La jurisprudence a établi une série de critères pour déterminer si un contrat constitue un contrat de louage de services ou un contrat d'entreprise. Bien qu'il en existe d'autres, les quatre critères suivants sont les plus couramment utilisés :

a) le degré, ou l'absence, de contrôle exercé par le prétendu employeur;

b) la propriété des instruments de travail;

c) les chances de bénéfice et les risques de perte;

d) l'intégration des travaux effectués par les prétendus employés dans l'entreprise de l'employeur présumé.

[14]     Pour ce qui porte sur le premier critère, celui du contrôle, la preuve a révélé que celui-ci était inexistant. Aucun lien de subordination, caractéristique essentiel à tout contrat de louage de services, n'a été établi; ce qui importait, c'était le résultat. L'appelante oeuvrait comme une travailleuse autonome, décidait elle-même quand et comment elle allait faire son travail. La seule consigne : il fallait que son travail soit fait en dehors des heures de bureau du payeur.

[15]     Dans un arrêt récent, la Cour d'appel fédérale dans la cause Livreur Plus Inc. c. Canada (ministre du Revenu national - M.R.N.), [2004] A.C.F. no 267, dont jugement a été rendu le 13 février 2004, le juge Létourneau s'exprimait en ces termes :

          Dans ce contexte, les éléments du critère énoncé dans l'arrêt Wiebe Door Services Ltd. c. M.R.N., 87 D.T.C. 5025, à savoir le degré de contrôle, la propriété des instruments de travail, les chances de bénéfices et les risques de pertes et enfin l'intégration, ne sont que des points de repère : Charbonneau c. Canada (ministre du Revenu national - M.R.N.) (1996), 207 N.R. 299, paragraphe 3. En présence d'un véritable contrat, il s'agit de déterminer si, entre les parties, existe un lien de subordination, caractéristique du contrat de travail, ou s'il n'y a pas, plutôt, un degré d'autonomie révélateur d'un contrat d'entreprise : ibidem.

* _DONNÉES EXTRAITES_:
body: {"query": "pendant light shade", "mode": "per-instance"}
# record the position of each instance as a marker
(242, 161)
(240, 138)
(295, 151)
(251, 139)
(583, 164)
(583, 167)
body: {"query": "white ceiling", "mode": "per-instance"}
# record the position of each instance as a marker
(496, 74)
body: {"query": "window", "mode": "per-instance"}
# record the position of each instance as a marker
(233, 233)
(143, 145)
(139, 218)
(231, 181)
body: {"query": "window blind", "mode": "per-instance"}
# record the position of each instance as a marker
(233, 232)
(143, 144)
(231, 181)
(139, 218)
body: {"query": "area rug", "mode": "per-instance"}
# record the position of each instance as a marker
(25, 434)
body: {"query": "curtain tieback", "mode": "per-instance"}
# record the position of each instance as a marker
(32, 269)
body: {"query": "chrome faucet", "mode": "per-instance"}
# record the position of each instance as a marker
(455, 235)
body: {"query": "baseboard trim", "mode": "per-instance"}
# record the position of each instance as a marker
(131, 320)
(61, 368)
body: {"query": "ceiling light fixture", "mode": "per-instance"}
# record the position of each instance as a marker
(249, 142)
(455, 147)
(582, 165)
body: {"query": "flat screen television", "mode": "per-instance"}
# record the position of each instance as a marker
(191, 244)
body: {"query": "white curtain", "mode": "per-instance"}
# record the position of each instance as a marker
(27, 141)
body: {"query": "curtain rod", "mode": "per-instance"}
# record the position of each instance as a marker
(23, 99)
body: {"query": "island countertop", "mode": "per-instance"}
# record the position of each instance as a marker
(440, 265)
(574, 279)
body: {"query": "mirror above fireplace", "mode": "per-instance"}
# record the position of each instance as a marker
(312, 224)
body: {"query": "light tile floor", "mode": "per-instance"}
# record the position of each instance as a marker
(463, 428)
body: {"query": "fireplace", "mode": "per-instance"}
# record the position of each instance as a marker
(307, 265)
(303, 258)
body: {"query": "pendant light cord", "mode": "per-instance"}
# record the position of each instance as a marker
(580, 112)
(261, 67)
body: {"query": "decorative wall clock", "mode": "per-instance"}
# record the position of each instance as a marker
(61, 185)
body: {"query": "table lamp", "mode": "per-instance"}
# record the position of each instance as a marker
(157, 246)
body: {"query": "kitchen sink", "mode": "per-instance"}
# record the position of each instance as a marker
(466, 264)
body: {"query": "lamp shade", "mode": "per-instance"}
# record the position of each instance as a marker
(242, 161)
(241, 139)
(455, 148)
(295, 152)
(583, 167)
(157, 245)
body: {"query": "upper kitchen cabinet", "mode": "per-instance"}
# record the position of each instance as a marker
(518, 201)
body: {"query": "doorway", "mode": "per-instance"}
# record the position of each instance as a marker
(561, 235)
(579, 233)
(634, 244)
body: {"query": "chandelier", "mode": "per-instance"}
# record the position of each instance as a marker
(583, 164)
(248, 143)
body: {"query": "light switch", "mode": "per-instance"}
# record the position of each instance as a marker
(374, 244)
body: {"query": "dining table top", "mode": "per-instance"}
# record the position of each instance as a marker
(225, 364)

--

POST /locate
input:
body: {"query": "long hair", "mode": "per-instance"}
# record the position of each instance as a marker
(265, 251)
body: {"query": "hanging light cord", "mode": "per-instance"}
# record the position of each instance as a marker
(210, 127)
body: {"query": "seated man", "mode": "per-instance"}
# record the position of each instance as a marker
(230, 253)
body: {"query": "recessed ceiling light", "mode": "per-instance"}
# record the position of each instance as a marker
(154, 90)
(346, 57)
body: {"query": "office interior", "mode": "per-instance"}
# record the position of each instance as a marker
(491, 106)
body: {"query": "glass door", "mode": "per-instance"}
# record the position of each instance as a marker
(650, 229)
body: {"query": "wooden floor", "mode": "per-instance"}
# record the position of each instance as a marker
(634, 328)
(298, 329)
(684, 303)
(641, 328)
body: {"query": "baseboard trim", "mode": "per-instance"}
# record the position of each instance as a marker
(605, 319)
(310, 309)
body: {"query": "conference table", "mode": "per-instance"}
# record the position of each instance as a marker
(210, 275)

* _OBJECTIFS_:
A) D'après l'extrait sur le contrat de louage de services, quelle était la seule consigne imposée à l'appelante ?
B) Veuillez filtrer les enregistrements et recopier chaque ligne qui contient la chaîne "kitchen".
L'extrait et les enregistrements proviennent de sources distinctes.

* _RÉPONSES_:
A) Son travail devait être fait en dehors des heures de bureau du payeur.

B)
body: {"query": "kitchen sink", "mode": "per-instance"}
body: {"query": "upper kitchen cabinet", "mode": "per-instance"}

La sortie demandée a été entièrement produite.